- Task objective:
Using the thread on Bourbaki's quantification expansion, explain in one to three sentences why the person asking doubts that form (d) is correct.

## Begin Supplied text

Bourbaki: Quantification Expansion

Question

I'm reading Theory of Sets where existential quantification is defined:

a) $$ \exists x R = (\tau_x(R)|x)R $$

and I have questions regarding the expansion for an example relation:

b) $$ \exists y \exists x \in x y $$

using the definition to expand. Link bars are placed over and between symbols $\tau_{\alpha} \rightarrow \square_{\alpha}$. $\alpha$ is only used in this post to identify the initial and final point of the link bar. If the link bars are added on top of the symbols, $\alpha$ can be removed.

c) $$ \exists y (\in (\tau_x \in \square_x y) y) $$ Use definition (a) for $\exists y$: $$ y_{sub} = \tau_y \in (\tau_x \in \square_x \square_y) \square_y $$ and the resulting expression:

d) $$ (\in (\tau_{x_1} \in \square_{x_1} (\tau_{y_1} \in (\tau_{x_2} \in \square_{x_2} \square_{y_1}) \square_{y_1})) (\tau_{y_2} \in (\tau_{x_3} \in \square_{x_3} \square_{y_2}) \square_{y_2})) $$

$\tau_x(R)$ represents a fully qualified object such that $R$ holds. If there is no such object, then $\tau_x(R)$ represents an arbitrary object. In the latter case, such an arbitrary object would cause $R$ to be false.

Question Does the final form (d) look correct? I have doubts because the outer most choice operators $\tau_{x_1}$ and $\tau_{y_2}$ may result in different values which may not hold for the expression $\in x y$. For instance, the sub-expression starting with $\tau_{y_1}$ and $\tau_{y_2}$ is the same, but the link bars are self contained to each sub-expression, meaning $y$ may hold for multiple values, which may not correspond to $x$.

I think either form (d) is incorrect or Bourbaki intended that duplicate $\tau_x$ linked expressions all choose the same value. In the later case, it seems one would have to search the expression for duplicates somehow.

Thanks

UPDATE The form (d) above is correct and if there are duplicate $\tau$ expressions the choice operator must choose the same for $\square$.

Answer 1

Hyper long comment

IMO, Bourbaki's cumbersome notation (squares and links) is only needed in order to define the usual concepts of scope and binding of a quantifier.

The $\tau$ operator is exactly like the set-builder one: $\{ x \mid \varphi(x) \}$; when applied to a formula with $x$ free produces a term, i.e. the name of an object.

In the same way, we have that [page 20]:

if $B$ is an assertion and $x$ a letter, then $\tau_x(B)$ is an object. [When used with] an assertion $B$ that expresses a property of an object $x$, it represents a distinguished object which has that property, if such an object exists.

Bourbaki uses it to define the quantifiers, and specifically: $\exists x A := (\tau_x (A) \mid x)A$, which we can write as: $A[\tau_x(A) /x]$.

## End Supplied text
## Begin Information supplied

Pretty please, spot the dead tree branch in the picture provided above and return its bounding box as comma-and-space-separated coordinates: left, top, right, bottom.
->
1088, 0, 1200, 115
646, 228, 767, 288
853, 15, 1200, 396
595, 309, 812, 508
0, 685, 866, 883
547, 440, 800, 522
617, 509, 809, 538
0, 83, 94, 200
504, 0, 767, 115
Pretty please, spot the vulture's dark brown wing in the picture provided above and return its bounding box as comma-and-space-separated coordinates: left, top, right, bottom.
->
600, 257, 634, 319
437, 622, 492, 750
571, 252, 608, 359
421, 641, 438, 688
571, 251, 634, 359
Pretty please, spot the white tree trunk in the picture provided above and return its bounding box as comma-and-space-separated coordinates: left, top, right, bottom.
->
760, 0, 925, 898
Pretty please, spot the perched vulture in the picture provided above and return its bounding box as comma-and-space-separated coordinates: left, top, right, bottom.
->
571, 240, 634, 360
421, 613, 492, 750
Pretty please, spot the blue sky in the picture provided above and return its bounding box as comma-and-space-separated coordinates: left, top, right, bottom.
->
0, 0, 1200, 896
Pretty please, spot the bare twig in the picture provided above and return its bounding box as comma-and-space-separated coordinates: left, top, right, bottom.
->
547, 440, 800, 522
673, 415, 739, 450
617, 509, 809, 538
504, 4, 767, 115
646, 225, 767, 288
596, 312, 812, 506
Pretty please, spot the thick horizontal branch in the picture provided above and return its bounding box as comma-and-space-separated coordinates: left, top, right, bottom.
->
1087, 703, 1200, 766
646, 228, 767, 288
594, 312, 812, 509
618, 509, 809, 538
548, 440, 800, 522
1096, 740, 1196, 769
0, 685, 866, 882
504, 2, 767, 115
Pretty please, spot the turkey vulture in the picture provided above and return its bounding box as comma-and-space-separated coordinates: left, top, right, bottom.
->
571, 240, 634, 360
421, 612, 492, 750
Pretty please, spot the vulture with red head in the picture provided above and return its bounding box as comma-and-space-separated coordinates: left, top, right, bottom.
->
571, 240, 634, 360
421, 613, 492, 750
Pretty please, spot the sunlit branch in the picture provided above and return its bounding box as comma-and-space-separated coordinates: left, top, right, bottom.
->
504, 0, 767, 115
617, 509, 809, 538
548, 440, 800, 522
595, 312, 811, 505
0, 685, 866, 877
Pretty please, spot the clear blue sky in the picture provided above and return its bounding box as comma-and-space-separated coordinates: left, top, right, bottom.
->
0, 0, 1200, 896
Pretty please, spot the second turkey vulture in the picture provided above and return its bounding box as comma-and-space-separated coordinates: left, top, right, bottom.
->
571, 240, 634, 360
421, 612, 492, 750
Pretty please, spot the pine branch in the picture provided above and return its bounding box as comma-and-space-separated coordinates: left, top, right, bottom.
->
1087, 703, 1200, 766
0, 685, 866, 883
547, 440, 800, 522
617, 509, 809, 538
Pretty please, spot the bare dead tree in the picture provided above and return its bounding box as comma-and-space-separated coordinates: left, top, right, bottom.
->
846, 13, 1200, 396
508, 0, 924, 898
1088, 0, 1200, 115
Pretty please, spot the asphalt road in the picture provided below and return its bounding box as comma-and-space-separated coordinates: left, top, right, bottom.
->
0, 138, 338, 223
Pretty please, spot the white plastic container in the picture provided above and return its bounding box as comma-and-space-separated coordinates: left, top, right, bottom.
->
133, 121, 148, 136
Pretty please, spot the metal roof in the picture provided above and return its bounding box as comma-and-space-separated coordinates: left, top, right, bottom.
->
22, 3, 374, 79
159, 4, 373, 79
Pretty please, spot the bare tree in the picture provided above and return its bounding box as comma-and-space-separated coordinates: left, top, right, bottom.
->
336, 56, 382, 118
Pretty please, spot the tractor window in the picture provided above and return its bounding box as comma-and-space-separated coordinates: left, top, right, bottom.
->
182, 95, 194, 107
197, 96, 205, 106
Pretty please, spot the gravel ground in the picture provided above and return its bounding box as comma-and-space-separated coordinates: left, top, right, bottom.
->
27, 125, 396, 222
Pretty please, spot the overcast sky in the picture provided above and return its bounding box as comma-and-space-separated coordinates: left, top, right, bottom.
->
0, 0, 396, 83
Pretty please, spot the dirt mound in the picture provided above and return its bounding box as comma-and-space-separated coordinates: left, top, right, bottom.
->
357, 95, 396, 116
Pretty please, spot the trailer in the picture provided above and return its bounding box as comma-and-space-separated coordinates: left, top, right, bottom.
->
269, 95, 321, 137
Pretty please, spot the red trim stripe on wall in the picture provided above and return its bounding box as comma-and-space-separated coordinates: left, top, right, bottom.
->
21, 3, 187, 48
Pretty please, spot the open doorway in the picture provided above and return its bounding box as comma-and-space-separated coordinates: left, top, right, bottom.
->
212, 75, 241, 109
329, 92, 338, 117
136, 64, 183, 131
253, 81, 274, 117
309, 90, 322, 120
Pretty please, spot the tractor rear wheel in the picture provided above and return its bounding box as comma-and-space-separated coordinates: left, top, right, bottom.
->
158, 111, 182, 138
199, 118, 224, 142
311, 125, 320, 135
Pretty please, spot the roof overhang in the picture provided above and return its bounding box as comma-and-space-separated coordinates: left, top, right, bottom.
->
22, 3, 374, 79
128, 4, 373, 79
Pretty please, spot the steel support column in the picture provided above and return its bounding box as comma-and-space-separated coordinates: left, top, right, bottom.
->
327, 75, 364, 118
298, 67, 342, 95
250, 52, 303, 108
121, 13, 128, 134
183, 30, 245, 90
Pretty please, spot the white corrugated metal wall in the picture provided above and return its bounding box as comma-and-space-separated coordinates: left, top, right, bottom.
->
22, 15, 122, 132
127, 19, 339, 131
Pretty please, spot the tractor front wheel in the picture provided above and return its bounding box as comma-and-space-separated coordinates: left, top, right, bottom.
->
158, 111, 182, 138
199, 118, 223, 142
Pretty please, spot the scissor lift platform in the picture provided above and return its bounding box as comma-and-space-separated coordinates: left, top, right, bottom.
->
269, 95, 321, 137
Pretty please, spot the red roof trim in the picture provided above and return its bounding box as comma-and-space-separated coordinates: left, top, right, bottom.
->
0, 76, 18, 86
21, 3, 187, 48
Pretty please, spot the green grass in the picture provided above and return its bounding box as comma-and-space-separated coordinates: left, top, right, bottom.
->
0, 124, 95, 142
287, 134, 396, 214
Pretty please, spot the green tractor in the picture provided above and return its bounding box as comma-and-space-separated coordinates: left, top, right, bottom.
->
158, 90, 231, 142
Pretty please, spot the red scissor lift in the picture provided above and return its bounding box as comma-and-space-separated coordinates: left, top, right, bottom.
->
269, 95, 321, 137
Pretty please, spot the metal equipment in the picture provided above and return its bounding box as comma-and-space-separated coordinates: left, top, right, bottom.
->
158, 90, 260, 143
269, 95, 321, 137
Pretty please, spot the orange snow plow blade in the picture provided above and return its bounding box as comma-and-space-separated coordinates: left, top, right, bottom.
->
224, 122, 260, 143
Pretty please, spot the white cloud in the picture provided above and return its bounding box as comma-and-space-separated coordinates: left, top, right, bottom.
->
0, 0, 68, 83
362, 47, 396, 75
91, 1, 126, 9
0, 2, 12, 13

## End Information supplied
## Begin Information supplied

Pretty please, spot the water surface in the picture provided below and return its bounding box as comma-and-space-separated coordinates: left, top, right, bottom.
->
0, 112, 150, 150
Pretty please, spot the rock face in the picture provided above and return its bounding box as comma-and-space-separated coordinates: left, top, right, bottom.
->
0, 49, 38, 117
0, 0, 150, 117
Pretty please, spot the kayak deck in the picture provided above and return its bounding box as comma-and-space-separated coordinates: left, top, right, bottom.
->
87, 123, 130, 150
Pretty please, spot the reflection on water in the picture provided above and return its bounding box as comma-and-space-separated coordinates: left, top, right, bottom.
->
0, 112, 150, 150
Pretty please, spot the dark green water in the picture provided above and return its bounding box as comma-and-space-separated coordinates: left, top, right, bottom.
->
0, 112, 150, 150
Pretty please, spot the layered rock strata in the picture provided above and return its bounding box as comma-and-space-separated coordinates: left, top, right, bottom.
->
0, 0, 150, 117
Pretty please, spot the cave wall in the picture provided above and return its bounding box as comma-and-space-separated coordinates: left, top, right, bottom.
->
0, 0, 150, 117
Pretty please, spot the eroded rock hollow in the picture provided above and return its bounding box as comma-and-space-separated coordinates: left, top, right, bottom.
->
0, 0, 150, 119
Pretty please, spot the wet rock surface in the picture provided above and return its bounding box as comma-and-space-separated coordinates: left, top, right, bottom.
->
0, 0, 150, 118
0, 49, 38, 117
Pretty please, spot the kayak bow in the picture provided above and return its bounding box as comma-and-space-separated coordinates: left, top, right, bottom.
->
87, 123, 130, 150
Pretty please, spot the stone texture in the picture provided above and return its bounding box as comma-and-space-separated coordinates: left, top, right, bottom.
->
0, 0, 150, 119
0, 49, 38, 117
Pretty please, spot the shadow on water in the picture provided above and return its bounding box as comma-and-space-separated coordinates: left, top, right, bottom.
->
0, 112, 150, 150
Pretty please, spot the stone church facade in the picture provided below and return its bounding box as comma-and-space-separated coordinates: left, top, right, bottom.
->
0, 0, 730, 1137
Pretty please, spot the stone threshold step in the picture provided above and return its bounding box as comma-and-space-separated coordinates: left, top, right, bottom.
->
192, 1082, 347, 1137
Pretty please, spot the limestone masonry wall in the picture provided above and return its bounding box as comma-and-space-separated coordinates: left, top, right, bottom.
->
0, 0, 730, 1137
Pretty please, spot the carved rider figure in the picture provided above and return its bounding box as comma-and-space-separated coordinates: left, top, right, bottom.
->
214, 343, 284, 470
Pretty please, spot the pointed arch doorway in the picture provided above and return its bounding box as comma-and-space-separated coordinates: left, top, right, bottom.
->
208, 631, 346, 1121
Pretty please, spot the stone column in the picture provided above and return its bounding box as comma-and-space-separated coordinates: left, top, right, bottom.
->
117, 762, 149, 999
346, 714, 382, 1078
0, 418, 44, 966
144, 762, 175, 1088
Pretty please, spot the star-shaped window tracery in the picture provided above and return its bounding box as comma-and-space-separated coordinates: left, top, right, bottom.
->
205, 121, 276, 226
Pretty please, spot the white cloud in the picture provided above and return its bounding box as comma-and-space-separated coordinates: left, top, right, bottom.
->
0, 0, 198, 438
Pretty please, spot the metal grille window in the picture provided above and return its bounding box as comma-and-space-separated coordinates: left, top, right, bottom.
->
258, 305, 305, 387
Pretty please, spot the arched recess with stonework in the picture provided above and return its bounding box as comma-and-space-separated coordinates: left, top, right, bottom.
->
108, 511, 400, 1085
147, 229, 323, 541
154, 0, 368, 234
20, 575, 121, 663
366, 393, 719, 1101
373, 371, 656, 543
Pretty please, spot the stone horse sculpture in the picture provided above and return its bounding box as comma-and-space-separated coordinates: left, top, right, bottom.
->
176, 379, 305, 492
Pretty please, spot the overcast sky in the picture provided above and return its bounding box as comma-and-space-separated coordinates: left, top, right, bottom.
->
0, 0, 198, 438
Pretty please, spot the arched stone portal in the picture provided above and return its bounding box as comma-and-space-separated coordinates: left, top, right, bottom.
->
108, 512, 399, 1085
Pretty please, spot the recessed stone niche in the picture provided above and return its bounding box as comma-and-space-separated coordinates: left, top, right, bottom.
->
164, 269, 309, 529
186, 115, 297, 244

## End Information supplied

- Full response:
The outermost choice operators $\tau_{x_1}$ and $\tau_{y_2}$ might yield different values that do not satisfy $\in x y$. The sub-expressions beginning with $\tau_{y_1}$ and $\tau_{y_2}$ are the same, but each one's link bars are self-contained. So $y$ may hold for multiple values that may not correspond to $x$.